=== 実施する課題 ===
1. 本文について、次の問いに答えてください。
(a) 新制度は何年度から開始されますか。
(b) 本号では、新制度の目的と仕組みをどのような方式で説明していますか。
(c) 新制度後の認定精神保健福祉士は、いくつの実践を行うことができるよう研鑽をし続けている者として想定されていますか。
2. 本文のうち、「Q1 認定精神保健福祉士とはどのような存在ですか?」を含む語句で始まり「地域包括的に対応できる人材」」で終わる部分を、「実践力」を「実務能力」に置き換えて書き直してください。

=== 本文 ===

連載:新たな更新制度
第1回 新たな更新制度の目的と仕組み〜認定更新までの4つの工程〜
研修センター 精神保健福祉士の資質向上推進委員会 委員長 岡田 隆志
前号で、認定精神保健福祉士の新たな更新制度(以下、新制度)が2023年度から開始されることをお伝えしました。本号から新たな更新制度について連載を開始します。本号では、新制度の目的と仕組みをQ&A方式で説明します。なお、詳細な内容は現在検討中であるため、内容が一部変更となる場合がありますのでご了承ください。
Q1 認定精神保健福祉士とはどのような存在ですか?
A1 本協会が目指す精神保健福祉士像(※)としての資質を身につけ、実践力を高めるために研鑽を着実に積み上げ続けていることを本協会が認めた者を言います。
具体的には、次の3つの実践を行うことができるよう、研鑽をし続けている精神保健福祉士を、新制度後の認定精神保健福祉士として想定しています。※「ソーシャルワークを基盤とし、メンタルヘルス課題を含むあらゆる生活福祉課題を地域包括的に対応できる人材」

[データセット内の項目]
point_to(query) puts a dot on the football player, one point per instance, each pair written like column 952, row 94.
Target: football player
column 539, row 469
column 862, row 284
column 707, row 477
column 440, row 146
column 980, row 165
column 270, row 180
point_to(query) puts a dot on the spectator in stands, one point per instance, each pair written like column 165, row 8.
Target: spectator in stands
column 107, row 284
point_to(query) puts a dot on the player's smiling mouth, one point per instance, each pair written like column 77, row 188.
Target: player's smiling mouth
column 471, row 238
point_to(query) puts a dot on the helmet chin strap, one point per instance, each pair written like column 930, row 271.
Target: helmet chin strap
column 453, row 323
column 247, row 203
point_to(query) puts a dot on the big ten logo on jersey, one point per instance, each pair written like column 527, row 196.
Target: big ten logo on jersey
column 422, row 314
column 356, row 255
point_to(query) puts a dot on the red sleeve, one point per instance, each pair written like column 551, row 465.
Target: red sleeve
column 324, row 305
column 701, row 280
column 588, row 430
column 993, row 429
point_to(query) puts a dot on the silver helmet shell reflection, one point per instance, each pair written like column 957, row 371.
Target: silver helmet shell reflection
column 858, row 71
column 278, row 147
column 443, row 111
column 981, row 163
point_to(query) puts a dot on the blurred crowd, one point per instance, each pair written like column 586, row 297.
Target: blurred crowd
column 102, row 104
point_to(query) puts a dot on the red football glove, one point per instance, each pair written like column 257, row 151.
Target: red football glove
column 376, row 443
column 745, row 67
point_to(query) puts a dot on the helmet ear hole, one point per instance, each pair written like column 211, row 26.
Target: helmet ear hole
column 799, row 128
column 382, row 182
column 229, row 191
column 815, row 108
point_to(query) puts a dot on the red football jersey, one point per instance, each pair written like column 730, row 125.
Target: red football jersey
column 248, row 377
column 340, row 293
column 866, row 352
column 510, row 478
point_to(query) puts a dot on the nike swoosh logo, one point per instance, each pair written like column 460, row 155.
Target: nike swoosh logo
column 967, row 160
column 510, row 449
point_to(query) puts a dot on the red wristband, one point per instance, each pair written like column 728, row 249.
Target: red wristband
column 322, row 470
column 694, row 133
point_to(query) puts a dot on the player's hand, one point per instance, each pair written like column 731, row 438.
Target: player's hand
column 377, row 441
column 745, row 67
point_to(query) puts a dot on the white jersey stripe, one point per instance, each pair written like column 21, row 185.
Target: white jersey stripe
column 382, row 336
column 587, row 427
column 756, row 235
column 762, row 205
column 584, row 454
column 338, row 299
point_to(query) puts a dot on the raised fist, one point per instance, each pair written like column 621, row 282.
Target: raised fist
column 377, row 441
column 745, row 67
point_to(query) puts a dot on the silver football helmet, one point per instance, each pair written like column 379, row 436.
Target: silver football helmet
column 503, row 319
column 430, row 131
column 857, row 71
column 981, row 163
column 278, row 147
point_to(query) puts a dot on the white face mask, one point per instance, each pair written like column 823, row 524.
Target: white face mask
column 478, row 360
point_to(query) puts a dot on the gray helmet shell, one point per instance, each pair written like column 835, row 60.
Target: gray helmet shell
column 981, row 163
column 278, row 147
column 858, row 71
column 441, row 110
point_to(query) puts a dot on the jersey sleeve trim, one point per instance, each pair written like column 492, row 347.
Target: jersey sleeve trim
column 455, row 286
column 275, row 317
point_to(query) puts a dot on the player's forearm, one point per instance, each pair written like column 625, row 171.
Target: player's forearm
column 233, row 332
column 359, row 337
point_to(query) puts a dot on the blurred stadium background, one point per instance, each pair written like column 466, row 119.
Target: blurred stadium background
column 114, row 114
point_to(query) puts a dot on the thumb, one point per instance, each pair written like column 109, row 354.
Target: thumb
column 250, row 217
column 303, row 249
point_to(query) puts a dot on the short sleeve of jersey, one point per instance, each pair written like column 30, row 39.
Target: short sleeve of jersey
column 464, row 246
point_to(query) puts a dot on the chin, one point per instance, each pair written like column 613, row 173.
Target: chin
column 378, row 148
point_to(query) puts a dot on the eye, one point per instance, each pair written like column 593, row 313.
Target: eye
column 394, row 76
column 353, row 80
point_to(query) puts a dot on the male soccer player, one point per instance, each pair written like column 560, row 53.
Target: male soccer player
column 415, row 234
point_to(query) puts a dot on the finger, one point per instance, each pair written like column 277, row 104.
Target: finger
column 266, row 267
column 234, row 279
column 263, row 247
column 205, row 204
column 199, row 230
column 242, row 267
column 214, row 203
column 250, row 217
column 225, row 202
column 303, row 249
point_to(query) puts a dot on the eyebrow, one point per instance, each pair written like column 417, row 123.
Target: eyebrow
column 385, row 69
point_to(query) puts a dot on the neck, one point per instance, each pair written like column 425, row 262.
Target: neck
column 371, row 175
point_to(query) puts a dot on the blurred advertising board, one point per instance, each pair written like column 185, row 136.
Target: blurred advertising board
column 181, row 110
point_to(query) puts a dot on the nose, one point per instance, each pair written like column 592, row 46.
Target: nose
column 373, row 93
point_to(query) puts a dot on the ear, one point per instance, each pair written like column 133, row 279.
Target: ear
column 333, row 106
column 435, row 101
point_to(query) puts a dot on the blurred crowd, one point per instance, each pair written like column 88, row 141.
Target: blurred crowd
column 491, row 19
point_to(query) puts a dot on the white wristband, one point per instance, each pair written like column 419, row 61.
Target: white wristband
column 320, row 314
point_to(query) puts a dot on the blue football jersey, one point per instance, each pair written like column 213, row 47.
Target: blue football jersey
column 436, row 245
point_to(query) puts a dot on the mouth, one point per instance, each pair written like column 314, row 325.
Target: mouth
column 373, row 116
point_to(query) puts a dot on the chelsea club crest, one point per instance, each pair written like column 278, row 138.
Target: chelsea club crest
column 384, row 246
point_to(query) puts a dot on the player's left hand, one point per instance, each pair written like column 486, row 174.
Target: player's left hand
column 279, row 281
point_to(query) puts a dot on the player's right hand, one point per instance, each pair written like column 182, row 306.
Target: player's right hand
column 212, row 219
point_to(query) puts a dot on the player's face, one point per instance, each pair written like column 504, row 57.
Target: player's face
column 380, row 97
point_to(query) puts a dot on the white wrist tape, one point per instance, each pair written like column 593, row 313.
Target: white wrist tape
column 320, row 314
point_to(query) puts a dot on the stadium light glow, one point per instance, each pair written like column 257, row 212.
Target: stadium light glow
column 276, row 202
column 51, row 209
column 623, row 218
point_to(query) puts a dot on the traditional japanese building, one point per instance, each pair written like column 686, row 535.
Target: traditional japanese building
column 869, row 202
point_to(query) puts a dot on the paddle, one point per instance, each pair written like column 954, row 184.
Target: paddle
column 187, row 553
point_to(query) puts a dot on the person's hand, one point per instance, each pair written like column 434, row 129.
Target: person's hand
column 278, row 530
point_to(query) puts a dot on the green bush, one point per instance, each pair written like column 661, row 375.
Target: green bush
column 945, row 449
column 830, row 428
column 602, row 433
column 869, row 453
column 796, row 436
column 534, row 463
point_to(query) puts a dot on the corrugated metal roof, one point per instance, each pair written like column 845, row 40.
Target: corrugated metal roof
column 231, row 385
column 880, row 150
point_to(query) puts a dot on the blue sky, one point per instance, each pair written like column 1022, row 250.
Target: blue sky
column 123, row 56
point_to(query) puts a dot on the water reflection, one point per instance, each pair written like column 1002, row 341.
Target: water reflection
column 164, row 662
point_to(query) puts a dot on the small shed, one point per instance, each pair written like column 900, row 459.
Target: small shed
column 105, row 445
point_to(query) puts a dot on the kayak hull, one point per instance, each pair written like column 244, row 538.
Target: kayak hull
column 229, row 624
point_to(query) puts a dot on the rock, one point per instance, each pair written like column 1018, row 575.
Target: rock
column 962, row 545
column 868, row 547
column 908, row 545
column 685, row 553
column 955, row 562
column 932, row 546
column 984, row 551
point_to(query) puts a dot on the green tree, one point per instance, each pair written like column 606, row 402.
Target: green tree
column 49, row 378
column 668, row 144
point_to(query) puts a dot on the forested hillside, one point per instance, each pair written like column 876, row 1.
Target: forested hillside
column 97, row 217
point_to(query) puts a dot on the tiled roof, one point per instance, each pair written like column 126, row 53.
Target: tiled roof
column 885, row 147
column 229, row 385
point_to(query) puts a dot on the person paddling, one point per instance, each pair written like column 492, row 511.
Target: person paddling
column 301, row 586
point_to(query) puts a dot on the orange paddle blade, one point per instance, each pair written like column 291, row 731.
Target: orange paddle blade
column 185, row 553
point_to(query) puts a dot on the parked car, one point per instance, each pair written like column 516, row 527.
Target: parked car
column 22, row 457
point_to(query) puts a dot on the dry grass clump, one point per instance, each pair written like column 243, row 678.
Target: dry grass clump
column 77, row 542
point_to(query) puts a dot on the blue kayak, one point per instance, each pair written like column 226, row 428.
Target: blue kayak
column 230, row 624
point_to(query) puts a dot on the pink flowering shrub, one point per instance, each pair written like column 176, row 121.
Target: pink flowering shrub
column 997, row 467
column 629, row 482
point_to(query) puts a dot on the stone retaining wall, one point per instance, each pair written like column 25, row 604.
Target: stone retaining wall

=== 解答一覧 ===
1.
(a) 2023年度
(b) Q&A方式
(c) 3つ

2.
Q1 認定精神保健福祉士とはどのような存在ですか?
A1 本協会が目指す精神保健福祉士像(※)としての資質を身につけ、実務能力を高めるために研鑽を着実に積み上げ続けていることを本協会が認めた者を言います。
具体的には、次の3つの実践を行うことができるよう、研鑽をし続けている精神保健福祉士を、新制度後の認定精神保健福祉士として想定しています。※「ソーシャルワークを基盤とし、メンタルヘルス課題を含むあらゆる生活福祉課題を地域包括的に対応できる人材」